Segment Start: EXERCISE PASSAGE
Lack of paid sick days a public health risk

Health professionals across Ontario are pushing for change, insisting current employment laws put sick employees at risk.

Medical professionals across Ontario are pushing for a change in employment law, insisting the province’s current lack of paid sick days is causing a genuine public health risk.

Currently, at least 145 countries around the world and 23 jurisdictions in Canada provide paid sick leave to employees – but Ontario is bucking the trend. Instead, employers with at least 50 employees in the province must offer 10 unpaid days of emergency leave.

“We’re definitely behind the ball on this,” Danyaal Raza, a family physician at St. Michael’s Hospital in Toronto, told the Star. “For me one of the take home messages is that there hasn’t been any substantial change to this legislation since the Second World War.”

Last week, a group of 700 doctors has filed a petition urging Ontario to make changes – both to paid sick leave guidelines and to provisions requiring employees to provide sick notes which they say put the general population at risk.
Segment End: EXERCISE PASSAGE
# [COMPLETE THE FOLLOWING]
1. Answer these questions using the article on paid sick days in Ontario.
(a) How many countries around the world provide paid sick leave to employees?
(b) At which hospital does Danyaal Raza work as a family physician?
(c) How many doctors filed the petition urging Ontario to make changes?
2. Write the next part of the article on paid sick days in Ontario, picking up after its last sentence.
Segment Start: RECORD EXTRACTS
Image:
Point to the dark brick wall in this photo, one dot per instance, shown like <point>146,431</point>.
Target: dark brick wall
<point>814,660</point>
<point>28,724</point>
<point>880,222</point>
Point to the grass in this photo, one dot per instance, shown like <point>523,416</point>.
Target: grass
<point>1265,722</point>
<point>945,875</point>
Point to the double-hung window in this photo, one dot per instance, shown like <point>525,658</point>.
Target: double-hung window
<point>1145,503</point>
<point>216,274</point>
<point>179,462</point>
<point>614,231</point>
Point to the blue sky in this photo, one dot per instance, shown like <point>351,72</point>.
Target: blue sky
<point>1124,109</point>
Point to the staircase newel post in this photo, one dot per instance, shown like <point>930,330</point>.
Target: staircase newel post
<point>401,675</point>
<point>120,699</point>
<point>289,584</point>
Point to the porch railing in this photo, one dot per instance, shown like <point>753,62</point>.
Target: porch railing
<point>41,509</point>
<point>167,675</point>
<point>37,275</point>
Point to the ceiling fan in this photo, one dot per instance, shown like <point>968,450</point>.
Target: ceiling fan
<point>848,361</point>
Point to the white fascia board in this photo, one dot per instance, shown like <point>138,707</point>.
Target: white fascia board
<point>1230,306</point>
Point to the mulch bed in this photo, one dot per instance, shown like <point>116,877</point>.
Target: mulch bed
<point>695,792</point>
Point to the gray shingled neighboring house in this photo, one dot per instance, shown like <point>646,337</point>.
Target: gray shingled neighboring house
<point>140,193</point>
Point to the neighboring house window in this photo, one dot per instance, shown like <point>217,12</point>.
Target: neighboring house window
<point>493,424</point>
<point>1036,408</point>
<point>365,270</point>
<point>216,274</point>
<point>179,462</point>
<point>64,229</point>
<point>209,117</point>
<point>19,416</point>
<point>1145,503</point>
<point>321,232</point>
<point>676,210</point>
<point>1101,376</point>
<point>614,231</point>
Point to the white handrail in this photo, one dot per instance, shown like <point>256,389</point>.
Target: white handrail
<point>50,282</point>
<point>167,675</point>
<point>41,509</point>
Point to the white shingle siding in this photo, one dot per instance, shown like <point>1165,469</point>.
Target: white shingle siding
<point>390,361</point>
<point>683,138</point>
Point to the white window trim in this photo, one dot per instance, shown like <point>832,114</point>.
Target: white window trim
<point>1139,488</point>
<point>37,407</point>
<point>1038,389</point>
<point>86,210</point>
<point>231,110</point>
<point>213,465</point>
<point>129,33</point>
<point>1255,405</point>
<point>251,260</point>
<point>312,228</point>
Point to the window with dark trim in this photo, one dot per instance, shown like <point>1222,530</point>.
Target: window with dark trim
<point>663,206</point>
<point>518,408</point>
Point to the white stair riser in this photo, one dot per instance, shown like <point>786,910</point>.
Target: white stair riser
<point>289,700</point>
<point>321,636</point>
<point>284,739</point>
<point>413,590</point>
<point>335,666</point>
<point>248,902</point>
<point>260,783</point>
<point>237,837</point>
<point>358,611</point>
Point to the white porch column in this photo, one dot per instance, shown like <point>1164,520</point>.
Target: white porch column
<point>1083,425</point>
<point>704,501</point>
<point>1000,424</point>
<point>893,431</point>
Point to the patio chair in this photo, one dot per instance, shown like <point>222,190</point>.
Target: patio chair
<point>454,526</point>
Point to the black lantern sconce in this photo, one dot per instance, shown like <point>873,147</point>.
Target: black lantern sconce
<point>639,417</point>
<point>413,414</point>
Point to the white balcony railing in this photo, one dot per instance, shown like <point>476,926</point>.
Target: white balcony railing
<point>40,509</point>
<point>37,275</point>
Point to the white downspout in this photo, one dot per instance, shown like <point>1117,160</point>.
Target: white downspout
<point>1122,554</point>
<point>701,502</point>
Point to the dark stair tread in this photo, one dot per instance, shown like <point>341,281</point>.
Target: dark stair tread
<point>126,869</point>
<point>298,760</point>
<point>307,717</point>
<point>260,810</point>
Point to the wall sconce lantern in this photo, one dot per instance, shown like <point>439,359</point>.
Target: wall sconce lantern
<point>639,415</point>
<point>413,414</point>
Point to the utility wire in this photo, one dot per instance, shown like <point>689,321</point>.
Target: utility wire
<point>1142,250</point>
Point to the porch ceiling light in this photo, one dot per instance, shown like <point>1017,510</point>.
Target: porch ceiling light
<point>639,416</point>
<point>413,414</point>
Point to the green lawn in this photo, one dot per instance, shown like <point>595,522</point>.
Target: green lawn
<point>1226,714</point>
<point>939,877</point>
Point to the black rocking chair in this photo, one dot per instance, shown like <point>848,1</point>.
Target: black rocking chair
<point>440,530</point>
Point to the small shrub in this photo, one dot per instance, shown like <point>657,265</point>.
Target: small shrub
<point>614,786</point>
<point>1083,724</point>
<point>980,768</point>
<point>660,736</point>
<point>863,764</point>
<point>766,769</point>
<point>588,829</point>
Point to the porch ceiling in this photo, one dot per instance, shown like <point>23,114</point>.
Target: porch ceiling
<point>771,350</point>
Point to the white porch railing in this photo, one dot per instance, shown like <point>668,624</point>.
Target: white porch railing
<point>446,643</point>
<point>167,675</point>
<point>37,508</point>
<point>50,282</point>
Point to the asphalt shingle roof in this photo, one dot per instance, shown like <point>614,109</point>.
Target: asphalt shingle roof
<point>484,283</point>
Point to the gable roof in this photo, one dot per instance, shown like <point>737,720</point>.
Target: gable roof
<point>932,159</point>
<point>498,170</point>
Segment End: RECORD EXTRACTS
Segment Start: RECORD EXTRACTS
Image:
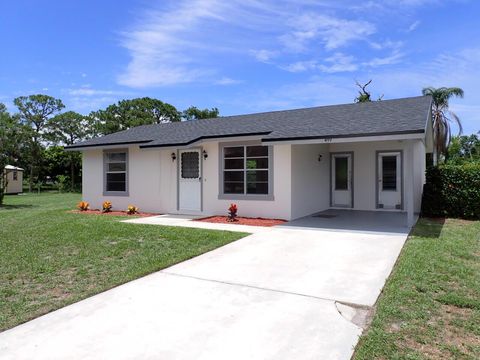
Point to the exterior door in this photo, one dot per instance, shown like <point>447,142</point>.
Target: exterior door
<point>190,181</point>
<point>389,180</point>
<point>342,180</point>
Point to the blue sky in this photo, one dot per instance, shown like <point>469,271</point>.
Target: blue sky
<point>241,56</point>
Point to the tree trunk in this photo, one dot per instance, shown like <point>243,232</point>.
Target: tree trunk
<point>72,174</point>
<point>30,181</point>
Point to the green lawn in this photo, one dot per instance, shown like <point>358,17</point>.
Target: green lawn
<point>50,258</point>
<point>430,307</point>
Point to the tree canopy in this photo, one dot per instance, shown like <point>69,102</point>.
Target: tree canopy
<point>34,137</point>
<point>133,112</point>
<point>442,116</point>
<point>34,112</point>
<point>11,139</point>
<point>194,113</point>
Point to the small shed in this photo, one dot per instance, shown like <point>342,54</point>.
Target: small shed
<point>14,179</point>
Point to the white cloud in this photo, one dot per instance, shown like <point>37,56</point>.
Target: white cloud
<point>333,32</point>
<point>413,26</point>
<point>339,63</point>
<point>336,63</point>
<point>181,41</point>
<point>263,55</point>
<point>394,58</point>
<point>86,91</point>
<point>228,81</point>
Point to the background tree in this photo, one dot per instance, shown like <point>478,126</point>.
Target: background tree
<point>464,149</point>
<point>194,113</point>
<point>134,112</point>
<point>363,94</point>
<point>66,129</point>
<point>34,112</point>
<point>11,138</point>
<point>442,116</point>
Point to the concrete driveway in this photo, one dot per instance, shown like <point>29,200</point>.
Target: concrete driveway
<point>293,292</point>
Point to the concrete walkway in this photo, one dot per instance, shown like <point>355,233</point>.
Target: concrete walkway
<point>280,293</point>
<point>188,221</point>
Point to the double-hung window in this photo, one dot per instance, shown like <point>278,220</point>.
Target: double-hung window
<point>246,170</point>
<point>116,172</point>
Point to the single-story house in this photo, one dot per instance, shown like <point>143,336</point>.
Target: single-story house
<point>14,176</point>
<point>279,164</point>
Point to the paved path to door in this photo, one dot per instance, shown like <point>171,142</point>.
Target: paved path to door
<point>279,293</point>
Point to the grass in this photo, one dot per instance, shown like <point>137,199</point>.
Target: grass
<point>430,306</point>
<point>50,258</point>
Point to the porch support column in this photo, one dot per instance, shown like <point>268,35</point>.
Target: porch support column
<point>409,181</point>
Segment End: RECORD EXTRACTS
# [SOLVED PROBLEMS]
1.
(a) At least 145 countries.
(b) St. Michael's Hospital in Toronto.
(c) 700 doctors.

2.
According to the petitioning doctors, the stringent policy effects low-wage workers the most, many of whom are employed in service sector jobs – like the food industry – where they frequently interact with members of the public.

“For the health of those patients and for the health of the public it’s imperative that (workers) stay home when they’re sick,” Dr. Kate Hayman, an emergency room physician with the University Health Network told the Star.

“But often if they’re low earners, it’s not a financial decision they can make,” she added.

Last year, Nova Scotia physician Ether Cooper-Rosen made headlines after she started charging employers $30 for an employee’s sick note.

"If an employee said they are sick, their employer should probably trust that they are telling the truth if they have a good relationship with them," she said at the time.